Requirement. Output all of the records exactly, word for word.

>>>

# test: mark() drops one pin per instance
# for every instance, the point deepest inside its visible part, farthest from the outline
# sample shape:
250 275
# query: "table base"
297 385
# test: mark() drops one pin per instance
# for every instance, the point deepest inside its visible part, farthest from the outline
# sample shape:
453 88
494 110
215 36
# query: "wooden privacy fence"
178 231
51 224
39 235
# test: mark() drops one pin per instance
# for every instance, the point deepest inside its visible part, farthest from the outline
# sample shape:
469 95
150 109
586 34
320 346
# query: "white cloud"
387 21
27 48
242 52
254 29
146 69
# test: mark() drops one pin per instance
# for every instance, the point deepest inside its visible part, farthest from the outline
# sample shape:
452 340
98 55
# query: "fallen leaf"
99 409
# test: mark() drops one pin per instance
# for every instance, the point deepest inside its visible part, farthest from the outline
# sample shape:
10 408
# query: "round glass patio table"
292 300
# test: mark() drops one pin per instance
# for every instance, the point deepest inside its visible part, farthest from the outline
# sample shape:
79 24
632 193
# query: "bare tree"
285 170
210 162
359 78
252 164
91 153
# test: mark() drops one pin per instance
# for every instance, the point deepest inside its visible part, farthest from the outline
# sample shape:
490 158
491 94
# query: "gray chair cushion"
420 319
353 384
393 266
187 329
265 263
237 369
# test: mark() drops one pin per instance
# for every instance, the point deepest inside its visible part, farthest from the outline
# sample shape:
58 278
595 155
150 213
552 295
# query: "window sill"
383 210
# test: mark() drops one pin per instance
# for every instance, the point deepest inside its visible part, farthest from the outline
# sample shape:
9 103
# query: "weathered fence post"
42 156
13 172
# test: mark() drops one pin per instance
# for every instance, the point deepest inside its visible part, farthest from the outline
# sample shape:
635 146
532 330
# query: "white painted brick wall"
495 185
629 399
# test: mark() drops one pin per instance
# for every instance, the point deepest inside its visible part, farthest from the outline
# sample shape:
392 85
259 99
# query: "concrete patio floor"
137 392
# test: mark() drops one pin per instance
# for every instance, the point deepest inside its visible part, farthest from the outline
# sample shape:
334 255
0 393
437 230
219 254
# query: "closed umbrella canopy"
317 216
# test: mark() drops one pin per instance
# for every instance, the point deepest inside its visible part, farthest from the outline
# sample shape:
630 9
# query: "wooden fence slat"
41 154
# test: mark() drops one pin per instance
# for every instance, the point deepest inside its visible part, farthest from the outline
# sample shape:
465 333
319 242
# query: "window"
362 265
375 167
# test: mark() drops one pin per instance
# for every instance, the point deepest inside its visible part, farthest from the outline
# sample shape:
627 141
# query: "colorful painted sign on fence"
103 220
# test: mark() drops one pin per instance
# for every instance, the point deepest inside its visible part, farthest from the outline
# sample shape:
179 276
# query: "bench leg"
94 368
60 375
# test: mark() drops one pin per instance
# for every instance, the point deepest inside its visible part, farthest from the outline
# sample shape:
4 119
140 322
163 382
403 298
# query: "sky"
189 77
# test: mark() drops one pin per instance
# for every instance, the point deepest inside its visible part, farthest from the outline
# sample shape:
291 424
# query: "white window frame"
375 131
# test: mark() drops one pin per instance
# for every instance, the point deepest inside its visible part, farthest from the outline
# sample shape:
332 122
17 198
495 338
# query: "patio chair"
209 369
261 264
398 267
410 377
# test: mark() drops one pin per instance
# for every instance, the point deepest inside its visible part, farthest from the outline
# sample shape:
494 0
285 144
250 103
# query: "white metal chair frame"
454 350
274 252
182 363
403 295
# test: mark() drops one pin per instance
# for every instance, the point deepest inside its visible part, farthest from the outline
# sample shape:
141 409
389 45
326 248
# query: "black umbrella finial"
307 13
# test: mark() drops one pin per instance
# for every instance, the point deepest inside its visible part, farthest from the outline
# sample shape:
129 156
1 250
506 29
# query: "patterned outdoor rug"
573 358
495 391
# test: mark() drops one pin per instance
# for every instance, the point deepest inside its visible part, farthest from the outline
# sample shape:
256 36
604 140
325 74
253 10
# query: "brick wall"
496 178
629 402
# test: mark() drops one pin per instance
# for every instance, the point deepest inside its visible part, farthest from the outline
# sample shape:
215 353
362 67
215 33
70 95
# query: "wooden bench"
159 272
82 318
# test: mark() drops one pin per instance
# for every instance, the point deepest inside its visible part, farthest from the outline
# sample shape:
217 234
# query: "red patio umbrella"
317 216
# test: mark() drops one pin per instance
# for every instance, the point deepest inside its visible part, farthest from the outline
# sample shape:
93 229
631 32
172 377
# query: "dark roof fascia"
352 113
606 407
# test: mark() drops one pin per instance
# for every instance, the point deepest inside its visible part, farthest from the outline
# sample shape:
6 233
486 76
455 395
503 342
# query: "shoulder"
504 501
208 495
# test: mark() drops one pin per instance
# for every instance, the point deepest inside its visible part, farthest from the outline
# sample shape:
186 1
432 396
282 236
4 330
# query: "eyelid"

<<<

Written response.
# test: mark() drops one pin per instance
# for every instance, the point deepest inside its visible part, farthest from the outline
# sample shape:
250 275
# query: "table base"
297 385
# test: mark() drops one pin per instance
# for every instance, the point deepest inside its visible part, farthest from the outline
# sample shape:
453 88
494 110
215 36
# query: "wooden privacy fence"
178 231
51 224
39 235
# test: mark() drops one pin per instance
# for every instance, the point deepest inside its visible part, farthest from the outline
# sample shape:
469 95
150 109
586 34
320 346
# query: "white cloud"
387 21
27 48
242 52
254 29
146 69
# test: mark() drops one pin per instance
# for every instance, the point deepest inside its visible part, farthest from the outline
# sample shape:
452 340
98 55
# query: "fallen leaf"
99 409
# test: mark() drops one pin per instance
# for every instance, the point deepest inside its visible part, farthest from the outline
# sample shape:
10 408
# query: "round glass patio table"
292 300
# test: mark() drops one pin per instance
# for every instance, the point deepest inside its visible part, farthest from the outline
# sample shape:
79 24
632 193
# query: "bare tree"
285 170
210 162
359 78
252 164
91 153
# test: mark() drops one pin per instance
# for every instance, the point deepest inside its visible part, farthest from the outline
# sample shape:
490 158
491 94
# query: "gray chair cushion"
420 319
353 384
393 266
187 329
265 263
237 369
# test: mark() drops one pin per instance
# for every instance, the point deepest inside its visible part, farthest from the outline
# sample shape:
58 278
595 155
150 213
552 295
# query: "window sill"
383 210
# test: mark() drops one pin per instance
# for every instance, the point deepest inside its visible part, farthest from the outline
# sample shape:
9 103
# query: "weathered fence post"
42 156
13 172
# test: mark() drops one pin per instance
# for every instance, the point deepest inside its visible part, farthest from the outline
# sample shape:
635 146
532 330
# query: "white painted brick wall"
495 185
629 399
# test: mark() drops one pin per instance
# for every instance, the point deepest inside its visible part, farthest from the outline
# sample shape:
392 85
259 99
# query: "concrete patio floor"
137 392
# test: mark() drops one pin per instance
# for every instance, the point deepest inside its visible part, farthest from the outline
# sample shape:
334 255
0 393
437 230
219 254
# query: "closed umbrella canopy"
317 216
# test: mark() drops one pin per instance
# for every instance, the point deepest inside its visible part, farthest from the outline
# sample shape:
630 9
# query: "wooden fence slat"
41 154
# test: mark() drops one pin per instance
# for every instance, the point deepest inside its visible part, farthest from the outline
# sample shape:
465 333
319 242
# query: "window"
362 265
375 167
# test: mark() drops one pin per instance
# for every instance, the point deepest inside its visible part, farthest from the outline
# sample shape:
627 141
# query: "colorful painted sign on fence"
103 220
# test: mark() drops one pin per instance
# for every instance, the point deepest inside its visible part, farthest from the outline
# sample shape:
179 276
# query: "bench leg"
94 368
60 375
# test: mark() drops one pin per instance
# for every instance, the point deepest inside its visible part, farthest from the outline
# sample shape:
4 119
140 322
163 382
403 298
# query: "sky"
189 77
# test: mark() drops one pin per instance
# for every instance, the point deepest inside its visible part, farthest from the outline
# sample shape:
291 424
# query: "white window frame"
375 131
# test: mark() drops one pin per instance
# for every instance, the point deepest inside its visible part, farthest from the outline
# sample shape:
332 122
17 198
495 338
# query: "patio chair"
209 369
261 264
398 267
410 377
# test: mark() drops one pin per instance
# for every instance, the point deepest inside its visible part, farthest from the outline
# sample shape:
494 0
285 144
250 103
# query: "white metal chair frame"
454 350
274 252
182 363
403 295
# test: mark() drops one pin per instance
# for every instance, the point deepest inside its visible part, farthest from the outline
# sample shape:
141 409
389 45
326 248
# query: "black umbrella finial"
307 13
# test: mark() drops one pin per instance
# for every instance, the point deepest inside its visible part, farthest from the outline
# sample shape:
129 156
1 250
506 29
# query: "patterned outdoor rug"
573 358
495 391
# test: mark() drops one pin per instance
# for every instance, the point deepest inside its visible part, farthest from the outline
# sample shape:
256 36
604 140
325 74
253 10
# query: "brick wall"
496 178
629 402
# test: mark() drops one pin per instance
# for every instance, the point deepest inside its visible part, farthest from the outline
# sample shape:
215 353
362 67
215 33
70 95
# query: "wooden bench"
159 272
82 318
# test: mark() drops one pin per instance
# for every instance, the point deepest inside its visible part, farthest from the outline
# sample shape:
217 234
# query: "red patio umbrella"
317 216
# test: mark() drops one pin per instance
# for every instance, the point deepest inside its visible part, farthest from the outline
# sample shape:
93 229
631 32
172 377
# query: "dark roof fascia"
352 113
606 407
# test: mark() drops one pin per instance
# for every instance, the point deepest inside its visible part, farthest from the outline
# sample shape:
6 233
486 76
455 395
503 342
# query: "shoulder"
504 501
208 495
# test: mark() drops one pin per instance
# for every instance, the point deepest inside its visible part, farthest from the outline
# sample shape:
186 1
432 396
282 236
4 330
# query: "eyelid"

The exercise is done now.